ΑΙhub.org
 

TELL: Explaining neural networks using logic


by
09 January 2025



share this:

Nine small images with schematic representations of differently shaped neural networks, a human hand making a different gesture is placed behind each network.Alexa Steinbrück / Better Images of AI / Explainable AI / Licenced by CC-BY 4.0

Would you trust an artificial intelligence software to make a diagnosis for you? Most people would answer negatively to this question. Indeed, despite the significant advancements of AI and neural networks, their ”black box” nature is a significant barrier to our trust. The inability to understand how or why a model arrives at its conclusions leaves many skeptical about its use, particularly in sensitive areas like healthcare, finance, or legal systems. This is where Explainable AI (XAI) comes into play, a research area focused on interpreting AI models’ predictions.

Our paper contributes to this field by developing a novel neural network that can be directly transformed into logic. Why logic? From an early age, we are taught to reason using logical statements. Logic forms the backbone of how humans explain decisions, make sense of complex problems, and communicate reasoning to others. By embedding logic into the structure of a neural network, we aim to make its predictions interpretable in a way that feels intuitive and trustworthy to people.

Previous works like Logic Explained Networks (Ciravegna et al., 2023) proposed providing explanations in the form of logic by using truth tables. Although this approach provides a good balance between retaining the power of neural networks and having explanations for their predictions, their explanation generation is done post-hoc. This means that explanations are derived after the model is trained by identifying logical relationships between the output and the input. Consequently, the generated logical explanations may not perfectly align with the model’s behavior.

Requirement = Extend the article about explaining neural networks with logic, picking up right after its last sentence. The lines that come next have no connection to the article about the TELL neural network.

Referring expression grounding data:
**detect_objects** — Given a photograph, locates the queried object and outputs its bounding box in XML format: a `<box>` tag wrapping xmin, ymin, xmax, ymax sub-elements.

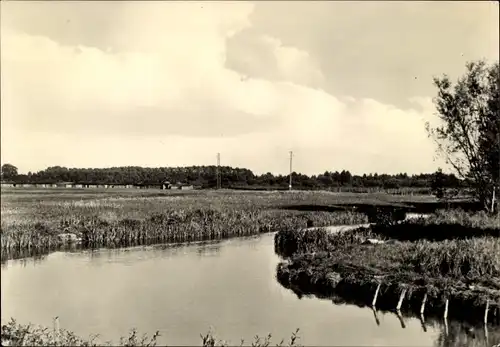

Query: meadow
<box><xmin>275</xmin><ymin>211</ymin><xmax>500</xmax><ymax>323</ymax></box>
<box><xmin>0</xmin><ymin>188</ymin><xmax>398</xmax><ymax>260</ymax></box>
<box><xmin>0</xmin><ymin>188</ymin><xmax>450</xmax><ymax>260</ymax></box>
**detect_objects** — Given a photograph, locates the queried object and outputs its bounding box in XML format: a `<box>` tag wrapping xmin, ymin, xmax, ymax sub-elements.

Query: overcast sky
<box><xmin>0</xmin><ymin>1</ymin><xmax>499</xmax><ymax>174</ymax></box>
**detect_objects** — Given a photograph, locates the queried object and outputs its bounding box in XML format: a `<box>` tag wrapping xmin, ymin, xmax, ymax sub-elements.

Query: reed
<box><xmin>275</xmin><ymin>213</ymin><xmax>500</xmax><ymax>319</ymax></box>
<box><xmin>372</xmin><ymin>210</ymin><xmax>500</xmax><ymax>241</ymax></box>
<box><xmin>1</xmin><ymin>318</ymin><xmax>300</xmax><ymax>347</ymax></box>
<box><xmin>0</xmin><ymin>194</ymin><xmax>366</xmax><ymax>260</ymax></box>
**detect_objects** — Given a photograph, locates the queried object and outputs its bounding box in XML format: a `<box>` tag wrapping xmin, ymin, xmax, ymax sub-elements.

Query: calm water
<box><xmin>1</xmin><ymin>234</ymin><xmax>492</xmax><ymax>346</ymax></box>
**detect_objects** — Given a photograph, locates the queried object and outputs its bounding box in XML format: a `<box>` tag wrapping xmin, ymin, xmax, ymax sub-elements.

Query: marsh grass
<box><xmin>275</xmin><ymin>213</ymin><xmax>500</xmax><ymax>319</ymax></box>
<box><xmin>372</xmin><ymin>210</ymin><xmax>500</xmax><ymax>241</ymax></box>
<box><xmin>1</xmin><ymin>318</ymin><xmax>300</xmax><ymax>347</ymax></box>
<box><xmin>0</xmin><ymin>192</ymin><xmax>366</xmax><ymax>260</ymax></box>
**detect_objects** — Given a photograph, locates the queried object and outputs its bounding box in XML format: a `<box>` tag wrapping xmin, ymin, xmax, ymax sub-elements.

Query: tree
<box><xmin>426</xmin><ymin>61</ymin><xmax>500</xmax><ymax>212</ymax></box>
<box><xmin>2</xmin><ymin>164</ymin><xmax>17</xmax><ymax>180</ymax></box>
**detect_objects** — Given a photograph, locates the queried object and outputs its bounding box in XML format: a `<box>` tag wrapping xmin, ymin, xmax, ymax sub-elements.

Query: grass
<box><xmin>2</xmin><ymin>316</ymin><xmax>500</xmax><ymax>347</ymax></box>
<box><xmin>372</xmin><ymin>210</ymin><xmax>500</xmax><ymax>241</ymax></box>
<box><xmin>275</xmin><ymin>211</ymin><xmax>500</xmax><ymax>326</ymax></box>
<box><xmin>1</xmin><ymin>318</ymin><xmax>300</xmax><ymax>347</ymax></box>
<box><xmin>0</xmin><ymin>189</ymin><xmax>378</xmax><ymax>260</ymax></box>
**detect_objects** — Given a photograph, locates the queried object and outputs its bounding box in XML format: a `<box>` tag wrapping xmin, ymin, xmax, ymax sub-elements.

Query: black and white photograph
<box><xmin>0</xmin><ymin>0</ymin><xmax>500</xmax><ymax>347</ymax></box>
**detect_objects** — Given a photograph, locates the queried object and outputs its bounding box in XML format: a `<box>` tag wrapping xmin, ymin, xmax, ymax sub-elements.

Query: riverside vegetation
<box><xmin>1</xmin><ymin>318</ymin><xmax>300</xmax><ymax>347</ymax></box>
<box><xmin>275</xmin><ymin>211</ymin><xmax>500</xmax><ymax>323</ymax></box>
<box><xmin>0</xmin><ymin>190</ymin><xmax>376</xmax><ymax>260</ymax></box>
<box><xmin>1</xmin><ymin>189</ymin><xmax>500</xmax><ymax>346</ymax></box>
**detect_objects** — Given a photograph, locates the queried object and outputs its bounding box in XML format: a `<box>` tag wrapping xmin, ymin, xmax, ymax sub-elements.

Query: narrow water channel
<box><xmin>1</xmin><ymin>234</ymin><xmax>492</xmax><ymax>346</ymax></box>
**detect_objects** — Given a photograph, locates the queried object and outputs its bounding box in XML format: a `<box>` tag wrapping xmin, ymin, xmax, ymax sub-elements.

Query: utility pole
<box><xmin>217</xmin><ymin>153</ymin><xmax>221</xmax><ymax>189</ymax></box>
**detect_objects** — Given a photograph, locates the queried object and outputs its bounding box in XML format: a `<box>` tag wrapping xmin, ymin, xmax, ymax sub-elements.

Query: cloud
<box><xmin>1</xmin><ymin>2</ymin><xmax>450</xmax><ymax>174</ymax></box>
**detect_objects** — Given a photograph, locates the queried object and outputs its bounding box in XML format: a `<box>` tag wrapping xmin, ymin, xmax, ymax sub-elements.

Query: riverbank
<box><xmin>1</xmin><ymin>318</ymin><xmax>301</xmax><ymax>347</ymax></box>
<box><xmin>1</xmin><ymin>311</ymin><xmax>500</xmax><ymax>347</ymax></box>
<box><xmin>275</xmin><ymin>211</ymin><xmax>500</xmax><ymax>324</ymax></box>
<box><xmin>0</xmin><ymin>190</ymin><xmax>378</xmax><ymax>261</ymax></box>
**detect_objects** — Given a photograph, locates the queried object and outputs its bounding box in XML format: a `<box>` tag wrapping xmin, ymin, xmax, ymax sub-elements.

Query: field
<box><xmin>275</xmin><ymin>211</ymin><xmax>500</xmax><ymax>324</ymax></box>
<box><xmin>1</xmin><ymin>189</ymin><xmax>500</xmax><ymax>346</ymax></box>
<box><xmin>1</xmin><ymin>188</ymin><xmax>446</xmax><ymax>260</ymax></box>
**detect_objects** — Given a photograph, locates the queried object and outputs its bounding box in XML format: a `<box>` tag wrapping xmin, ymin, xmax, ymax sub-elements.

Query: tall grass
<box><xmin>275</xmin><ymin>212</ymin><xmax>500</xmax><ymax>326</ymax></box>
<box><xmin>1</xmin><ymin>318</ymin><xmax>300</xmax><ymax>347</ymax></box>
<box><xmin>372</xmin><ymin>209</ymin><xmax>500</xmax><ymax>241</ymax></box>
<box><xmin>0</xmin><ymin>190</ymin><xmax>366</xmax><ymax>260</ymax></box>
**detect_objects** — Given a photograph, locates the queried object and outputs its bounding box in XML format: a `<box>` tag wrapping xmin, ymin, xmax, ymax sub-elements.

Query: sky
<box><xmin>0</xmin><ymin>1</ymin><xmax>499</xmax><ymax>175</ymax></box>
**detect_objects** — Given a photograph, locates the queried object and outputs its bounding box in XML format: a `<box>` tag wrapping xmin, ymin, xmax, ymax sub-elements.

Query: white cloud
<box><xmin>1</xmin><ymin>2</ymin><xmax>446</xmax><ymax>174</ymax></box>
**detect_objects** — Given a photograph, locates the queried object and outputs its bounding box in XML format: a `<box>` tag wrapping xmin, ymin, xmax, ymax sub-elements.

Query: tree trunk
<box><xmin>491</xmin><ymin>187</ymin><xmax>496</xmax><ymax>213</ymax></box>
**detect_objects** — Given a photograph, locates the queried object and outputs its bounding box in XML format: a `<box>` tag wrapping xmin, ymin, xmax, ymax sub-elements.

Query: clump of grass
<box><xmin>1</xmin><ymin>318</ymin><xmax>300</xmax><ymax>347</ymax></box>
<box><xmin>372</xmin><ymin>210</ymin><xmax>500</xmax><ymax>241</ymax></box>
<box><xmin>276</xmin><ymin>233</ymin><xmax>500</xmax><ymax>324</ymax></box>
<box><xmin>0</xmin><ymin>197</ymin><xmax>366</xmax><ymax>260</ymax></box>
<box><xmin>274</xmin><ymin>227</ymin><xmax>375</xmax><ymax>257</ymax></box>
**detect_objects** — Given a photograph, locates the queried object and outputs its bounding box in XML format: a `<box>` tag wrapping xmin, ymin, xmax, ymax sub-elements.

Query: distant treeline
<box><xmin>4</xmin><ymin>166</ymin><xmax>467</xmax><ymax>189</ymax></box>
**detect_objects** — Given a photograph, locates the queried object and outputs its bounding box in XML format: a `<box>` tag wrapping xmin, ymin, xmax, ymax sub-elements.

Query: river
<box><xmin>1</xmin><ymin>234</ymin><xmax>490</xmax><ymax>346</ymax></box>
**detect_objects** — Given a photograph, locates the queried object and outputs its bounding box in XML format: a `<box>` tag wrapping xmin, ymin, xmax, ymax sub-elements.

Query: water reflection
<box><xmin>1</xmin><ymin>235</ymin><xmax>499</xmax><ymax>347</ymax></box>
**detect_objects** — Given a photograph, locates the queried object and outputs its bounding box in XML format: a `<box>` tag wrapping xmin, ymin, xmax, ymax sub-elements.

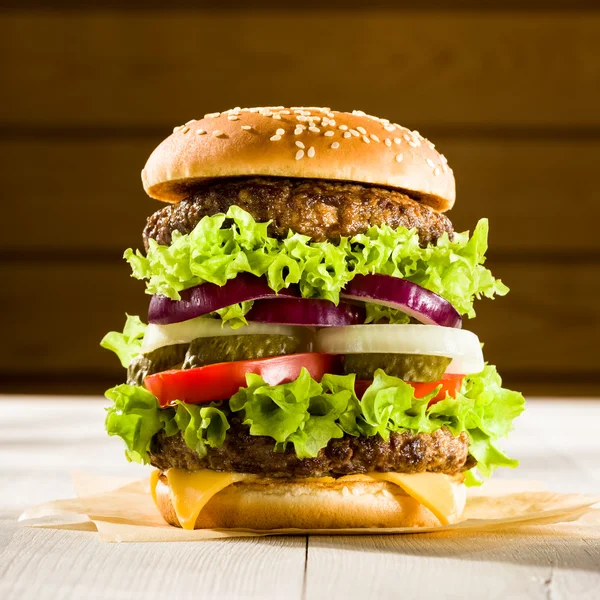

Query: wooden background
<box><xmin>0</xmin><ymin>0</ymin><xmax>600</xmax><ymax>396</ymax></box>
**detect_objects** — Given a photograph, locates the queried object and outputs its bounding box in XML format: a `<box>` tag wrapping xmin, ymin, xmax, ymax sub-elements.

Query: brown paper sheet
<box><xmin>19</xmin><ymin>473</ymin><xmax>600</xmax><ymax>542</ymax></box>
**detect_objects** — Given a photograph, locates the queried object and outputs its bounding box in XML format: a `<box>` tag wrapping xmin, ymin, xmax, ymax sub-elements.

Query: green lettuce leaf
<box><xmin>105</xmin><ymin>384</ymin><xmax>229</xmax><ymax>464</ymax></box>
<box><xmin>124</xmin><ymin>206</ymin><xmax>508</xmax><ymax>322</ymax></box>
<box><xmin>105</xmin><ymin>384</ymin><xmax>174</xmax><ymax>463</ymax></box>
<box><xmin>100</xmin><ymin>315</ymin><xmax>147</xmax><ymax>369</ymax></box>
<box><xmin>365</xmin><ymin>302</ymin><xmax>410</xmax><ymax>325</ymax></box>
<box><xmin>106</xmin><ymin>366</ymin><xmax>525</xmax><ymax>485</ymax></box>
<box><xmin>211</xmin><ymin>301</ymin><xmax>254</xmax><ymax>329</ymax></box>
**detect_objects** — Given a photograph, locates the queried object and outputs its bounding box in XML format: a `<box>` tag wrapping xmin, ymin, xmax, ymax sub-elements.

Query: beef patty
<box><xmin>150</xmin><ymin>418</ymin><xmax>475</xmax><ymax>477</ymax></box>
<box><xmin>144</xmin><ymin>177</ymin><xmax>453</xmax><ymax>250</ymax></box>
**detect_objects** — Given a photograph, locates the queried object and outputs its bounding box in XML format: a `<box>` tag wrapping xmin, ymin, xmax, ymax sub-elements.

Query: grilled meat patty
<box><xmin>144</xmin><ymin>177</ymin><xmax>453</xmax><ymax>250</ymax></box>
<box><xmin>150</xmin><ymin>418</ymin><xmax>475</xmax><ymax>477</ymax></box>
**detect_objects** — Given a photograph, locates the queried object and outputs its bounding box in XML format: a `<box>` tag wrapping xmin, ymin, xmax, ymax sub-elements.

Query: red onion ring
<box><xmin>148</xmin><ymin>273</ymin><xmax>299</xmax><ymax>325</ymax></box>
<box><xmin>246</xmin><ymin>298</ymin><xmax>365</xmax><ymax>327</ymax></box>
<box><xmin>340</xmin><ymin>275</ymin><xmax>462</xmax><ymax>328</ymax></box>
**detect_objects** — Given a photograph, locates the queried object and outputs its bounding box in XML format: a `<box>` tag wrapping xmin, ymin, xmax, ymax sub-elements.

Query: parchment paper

Exercise response =
In our paper, we propose to address this issue by developing a novel neural network layer called the Transparent Explainable Logic Layer, or TELL. This layer allows us to derive rules directly from the model’s weights, ensuring alignment between the model’s predictions and the rules.

TELL

Among the first examples that are usually shown in deep learning classes, we often find architectures that are capable of approximating logic gates. It is exactly from these architectures that we got the inspiration for a layer that could represent logic rules. For instance, if we examine the AND and OR gates represented in Figure 1, we can observe that by using the Heaviside step function, it is possible to exploit the bias to threshold input values and thereby replicate the behavior of these gates.

Figure 1: Graphical representation of two neural network architectures that approximate the AND and OR logic gates

While these architectures provide a compelling demonstration of how neural networks can emulate logic gates, defining architectures that can learn logic rules is far from straightforward. Specifically, the Heaviside step function used in these examples poses significant challenges to training via gradient descent. The intuition behind TELL lies in replacing the Heaviside function with the sigmoid function, which can approximate its behavior while allowing for gradient-based optimization. Consider a linear layer with the sigmoid activation function:

y = \sigma(w_1x_1 + w_2x_2 + w_3x_3 + b).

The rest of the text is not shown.